DIRECTION:
Identify each line in the items below that contains the word "weathered", and copy every such line in full.

PROVIDED DATA:
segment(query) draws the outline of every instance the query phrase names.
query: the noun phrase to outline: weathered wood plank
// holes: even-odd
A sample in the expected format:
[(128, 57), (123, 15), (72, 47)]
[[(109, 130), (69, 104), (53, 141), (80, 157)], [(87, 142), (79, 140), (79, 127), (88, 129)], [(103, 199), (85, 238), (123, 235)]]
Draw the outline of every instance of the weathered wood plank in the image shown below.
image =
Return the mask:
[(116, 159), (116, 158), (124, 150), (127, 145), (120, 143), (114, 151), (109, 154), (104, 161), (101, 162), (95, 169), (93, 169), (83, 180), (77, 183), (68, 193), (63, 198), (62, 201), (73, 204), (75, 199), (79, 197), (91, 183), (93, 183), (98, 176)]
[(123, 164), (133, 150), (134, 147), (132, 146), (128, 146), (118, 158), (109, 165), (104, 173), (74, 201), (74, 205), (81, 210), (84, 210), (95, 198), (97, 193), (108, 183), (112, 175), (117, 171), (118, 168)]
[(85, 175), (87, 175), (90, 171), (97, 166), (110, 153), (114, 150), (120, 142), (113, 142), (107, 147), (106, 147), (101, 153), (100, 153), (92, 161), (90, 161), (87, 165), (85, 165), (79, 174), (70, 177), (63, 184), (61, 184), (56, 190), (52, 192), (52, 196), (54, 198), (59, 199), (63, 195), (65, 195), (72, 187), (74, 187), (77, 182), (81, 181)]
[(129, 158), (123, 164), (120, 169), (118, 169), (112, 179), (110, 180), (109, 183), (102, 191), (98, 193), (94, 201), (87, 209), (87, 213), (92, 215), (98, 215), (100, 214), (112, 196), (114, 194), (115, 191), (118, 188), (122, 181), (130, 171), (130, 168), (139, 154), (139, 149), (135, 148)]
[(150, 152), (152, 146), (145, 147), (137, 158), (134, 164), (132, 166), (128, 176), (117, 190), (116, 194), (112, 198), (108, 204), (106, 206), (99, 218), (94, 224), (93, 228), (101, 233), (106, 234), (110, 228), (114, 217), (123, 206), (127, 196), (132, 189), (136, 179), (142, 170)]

...

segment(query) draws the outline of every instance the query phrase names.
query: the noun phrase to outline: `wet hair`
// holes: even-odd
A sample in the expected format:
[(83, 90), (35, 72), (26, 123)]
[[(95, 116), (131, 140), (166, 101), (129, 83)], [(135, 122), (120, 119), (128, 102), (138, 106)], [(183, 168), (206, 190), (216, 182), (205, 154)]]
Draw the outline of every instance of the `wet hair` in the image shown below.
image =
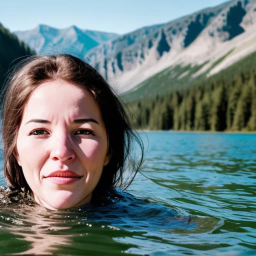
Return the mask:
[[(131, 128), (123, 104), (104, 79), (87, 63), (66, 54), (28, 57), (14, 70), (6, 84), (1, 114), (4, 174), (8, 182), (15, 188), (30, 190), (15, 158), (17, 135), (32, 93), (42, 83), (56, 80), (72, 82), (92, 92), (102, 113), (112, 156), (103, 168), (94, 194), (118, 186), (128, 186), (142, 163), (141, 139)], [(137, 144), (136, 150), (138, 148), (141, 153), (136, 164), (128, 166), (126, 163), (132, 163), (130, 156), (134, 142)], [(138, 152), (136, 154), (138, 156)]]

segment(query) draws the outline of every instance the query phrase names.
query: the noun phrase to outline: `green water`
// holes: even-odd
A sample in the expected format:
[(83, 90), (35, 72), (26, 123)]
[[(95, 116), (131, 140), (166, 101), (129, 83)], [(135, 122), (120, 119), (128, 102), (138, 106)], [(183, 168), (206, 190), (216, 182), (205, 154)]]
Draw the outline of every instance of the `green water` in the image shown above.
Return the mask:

RESPONSE TO THE TASK:
query: the noun phrase to outline: weathered wood plank
Draw the outline of every instance of the weathered wood plank in the image shown below.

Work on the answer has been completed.